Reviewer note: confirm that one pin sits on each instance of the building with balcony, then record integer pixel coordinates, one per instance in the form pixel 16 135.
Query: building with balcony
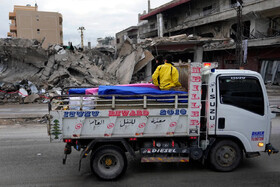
pixel 217 19
pixel 29 23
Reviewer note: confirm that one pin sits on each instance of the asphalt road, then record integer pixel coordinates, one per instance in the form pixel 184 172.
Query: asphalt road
pixel 28 159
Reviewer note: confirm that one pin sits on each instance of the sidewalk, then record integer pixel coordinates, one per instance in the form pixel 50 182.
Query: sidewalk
pixel 13 111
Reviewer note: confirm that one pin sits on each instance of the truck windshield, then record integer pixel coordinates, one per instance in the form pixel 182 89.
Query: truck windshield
pixel 243 92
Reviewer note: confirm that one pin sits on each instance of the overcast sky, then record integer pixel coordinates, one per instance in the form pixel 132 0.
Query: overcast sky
pixel 99 17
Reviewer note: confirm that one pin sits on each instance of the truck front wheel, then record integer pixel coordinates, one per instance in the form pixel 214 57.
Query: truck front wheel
pixel 226 155
pixel 108 162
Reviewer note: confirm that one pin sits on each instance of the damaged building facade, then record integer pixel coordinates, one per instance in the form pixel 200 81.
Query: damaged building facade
pixel 217 19
pixel 29 23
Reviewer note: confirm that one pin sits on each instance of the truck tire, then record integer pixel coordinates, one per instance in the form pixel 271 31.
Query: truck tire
pixel 108 162
pixel 225 155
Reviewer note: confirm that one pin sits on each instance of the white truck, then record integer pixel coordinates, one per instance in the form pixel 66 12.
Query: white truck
pixel 226 115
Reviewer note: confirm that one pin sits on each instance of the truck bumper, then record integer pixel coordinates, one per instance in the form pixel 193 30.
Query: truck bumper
pixel 270 149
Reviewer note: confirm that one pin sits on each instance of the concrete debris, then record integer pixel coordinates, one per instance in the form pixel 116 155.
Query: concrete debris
pixel 130 60
pixel 126 49
pixel 183 38
pixel 25 65
pixel 31 98
pixel 219 44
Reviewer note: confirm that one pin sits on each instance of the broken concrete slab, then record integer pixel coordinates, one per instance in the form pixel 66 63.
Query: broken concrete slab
pixel 126 49
pixel 112 69
pixel 31 98
pixel 125 71
pixel 148 57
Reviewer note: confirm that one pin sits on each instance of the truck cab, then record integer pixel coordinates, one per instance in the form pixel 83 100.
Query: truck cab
pixel 239 108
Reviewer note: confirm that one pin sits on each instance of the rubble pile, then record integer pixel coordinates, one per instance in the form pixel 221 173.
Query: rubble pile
pixel 98 58
pixel 209 43
pixel 131 59
pixel 25 65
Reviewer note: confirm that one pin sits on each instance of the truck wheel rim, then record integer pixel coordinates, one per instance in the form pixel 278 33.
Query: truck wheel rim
pixel 226 156
pixel 108 163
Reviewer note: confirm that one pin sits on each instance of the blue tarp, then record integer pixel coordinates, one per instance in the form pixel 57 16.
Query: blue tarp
pixel 128 90
pixel 81 91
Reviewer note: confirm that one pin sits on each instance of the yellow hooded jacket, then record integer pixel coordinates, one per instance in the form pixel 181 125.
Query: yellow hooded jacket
pixel 168 77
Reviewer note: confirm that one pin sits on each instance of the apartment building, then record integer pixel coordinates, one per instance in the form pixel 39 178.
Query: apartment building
pixel 217 19
pixel 27 22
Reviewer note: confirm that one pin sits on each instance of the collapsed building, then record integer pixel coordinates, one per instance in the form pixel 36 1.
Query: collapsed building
pixel 29 73
pixel 24 63
pixel 215 19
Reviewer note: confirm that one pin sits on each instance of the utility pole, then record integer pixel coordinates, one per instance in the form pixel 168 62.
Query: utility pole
pixel 239 35
pixel 82 36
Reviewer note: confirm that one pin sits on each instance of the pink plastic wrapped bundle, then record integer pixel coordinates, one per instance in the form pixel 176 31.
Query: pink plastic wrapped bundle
pixel 94 91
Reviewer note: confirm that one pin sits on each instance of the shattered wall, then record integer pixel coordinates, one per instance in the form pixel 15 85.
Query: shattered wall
pixel 131 59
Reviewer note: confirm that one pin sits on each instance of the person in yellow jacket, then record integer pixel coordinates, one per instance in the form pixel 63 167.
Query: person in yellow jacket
pixel 166 76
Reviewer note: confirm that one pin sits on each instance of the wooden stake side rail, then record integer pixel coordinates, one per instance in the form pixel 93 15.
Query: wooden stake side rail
pixel 84 102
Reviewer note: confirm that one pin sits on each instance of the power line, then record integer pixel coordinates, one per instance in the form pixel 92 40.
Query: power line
pixel 82 36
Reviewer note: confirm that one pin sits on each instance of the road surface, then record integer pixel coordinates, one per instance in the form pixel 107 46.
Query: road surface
pixel 28 159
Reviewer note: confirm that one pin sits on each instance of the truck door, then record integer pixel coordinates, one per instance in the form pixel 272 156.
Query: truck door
pixel 241 110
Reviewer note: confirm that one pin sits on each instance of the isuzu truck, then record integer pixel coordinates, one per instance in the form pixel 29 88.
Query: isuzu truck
pixel 224 116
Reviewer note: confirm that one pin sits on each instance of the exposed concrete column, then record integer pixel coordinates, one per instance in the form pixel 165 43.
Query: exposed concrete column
pixel 148 71
pixel 160 25
pixel 198 54
pixel 149 6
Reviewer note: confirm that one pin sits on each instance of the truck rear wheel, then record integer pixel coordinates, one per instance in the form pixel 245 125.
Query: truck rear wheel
pixel 108 162
pixel 226 155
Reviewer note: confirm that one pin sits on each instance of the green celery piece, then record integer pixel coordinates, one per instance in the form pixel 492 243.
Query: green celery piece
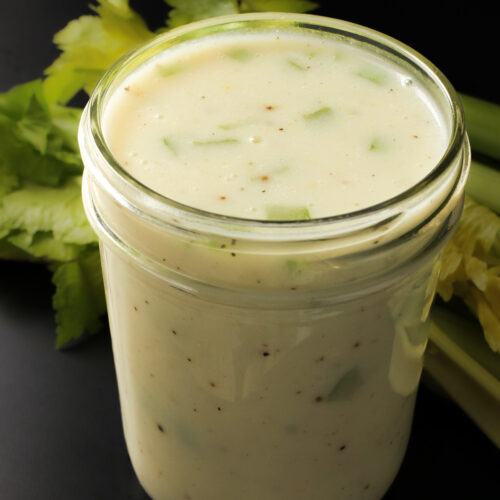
pixel 482 120
pixel 287 213
pixel 215 142
pixel 168 71
pixel 277 6
pixel 240 54
pixel 372 74
pixel 319 114
pixel 169 145
pixel 79 299
pixel 483 185
pixel 346 386
pixel 188 11
pixel 296 65
pixel 377 144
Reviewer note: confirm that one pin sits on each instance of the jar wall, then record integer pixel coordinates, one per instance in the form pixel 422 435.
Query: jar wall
pixel 268 404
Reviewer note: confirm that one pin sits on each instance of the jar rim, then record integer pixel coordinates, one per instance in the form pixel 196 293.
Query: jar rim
pixel 145 201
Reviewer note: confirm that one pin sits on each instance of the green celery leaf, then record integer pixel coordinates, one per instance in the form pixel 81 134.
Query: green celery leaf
pixel 90 45
pixel 187 11
pixel 47 222
pixel 37 141
pixel 79 299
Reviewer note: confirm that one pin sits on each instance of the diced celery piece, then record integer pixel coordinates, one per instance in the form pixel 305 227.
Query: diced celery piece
pixel 169 145
pixel 167 71
pixel 319 114
pixel 240 54
pixel 296 65
pixel 215 142
pixel 378 144
pixel 346 386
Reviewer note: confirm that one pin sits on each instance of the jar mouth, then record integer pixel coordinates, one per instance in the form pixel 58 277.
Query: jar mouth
pixel 147 202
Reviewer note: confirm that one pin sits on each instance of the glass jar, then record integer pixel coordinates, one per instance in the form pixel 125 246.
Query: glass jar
pixel 269 360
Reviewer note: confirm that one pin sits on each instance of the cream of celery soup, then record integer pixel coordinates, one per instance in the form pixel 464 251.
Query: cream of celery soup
pixel 259 360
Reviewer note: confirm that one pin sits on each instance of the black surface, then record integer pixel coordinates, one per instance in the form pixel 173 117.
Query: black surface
pixel 60 430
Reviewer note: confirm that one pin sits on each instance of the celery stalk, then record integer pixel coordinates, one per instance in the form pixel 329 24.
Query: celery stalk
pixel 482 120
pixel 483 185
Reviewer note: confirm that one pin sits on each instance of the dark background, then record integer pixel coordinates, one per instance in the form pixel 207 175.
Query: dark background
pixel 60 430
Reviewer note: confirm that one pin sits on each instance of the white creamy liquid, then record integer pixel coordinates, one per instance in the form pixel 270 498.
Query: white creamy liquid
pixel 273 126
pixel 310 399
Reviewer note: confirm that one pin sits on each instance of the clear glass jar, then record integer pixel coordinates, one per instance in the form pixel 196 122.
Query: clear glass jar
pixel 269 360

————————

- [Problem requirements]: Your output consists solely of the lines from the one with "pixel 58 277." through the last line, copied exactly.

- [Exercise output]:
Reviewer note: confirm that one pin sits on each instance of the jar mouth, then record integer pixel coordinates, one per instance in the form pixel 58 277.
Query: jar mouth
pixel 147 202
Reviewer note: confirm that one pin sits on each instance of the glass jar, then record integer pixel coordinates, one per instance in the form pixel 125 246.
Query: glass jar
pixel 269 360
Reviewer note: confirm that one pin sits on each instance of the cream of celery soup, then record integer pixel coordinates, one per instance in the form pixel 464 251.
Query: cream of celery soup
pixel 259 360
Reviewer note: confirm that one pin sits on each instance of the black surface, then record integer pixel coordinates, one per instance in the form pixel 173 117.
Query: black surface
pixel 60 430
Reviewer note: confirm that one pin sits on each instance of the celery stalk, then record integer pixel coordinates, one per instance in the form pixel 329 24.
Query: celery stalk
pixel 482 120
pixel 483 185
Reviewer note: confirm that one pin sits on each instance of the dark background, then record integer pixel coordinates, one per instance in the form pixel 207 175.
Query: dark background
pixel 60 430
Reviewer note: confirm that one pin sits on each instance of the white creamy liquid, then record integer pixel coordinates, one per instance in the form pixel 270 498.
Query: white creamy liquid
pixel 273 126
pixel 310 399
Reviewer note: confirm that one pin sits on each instance of the clear glass jar, then record integer pixel coordinates, one per instance in the form pixel 196 122.
Query: clear glass jar
pixel 269 360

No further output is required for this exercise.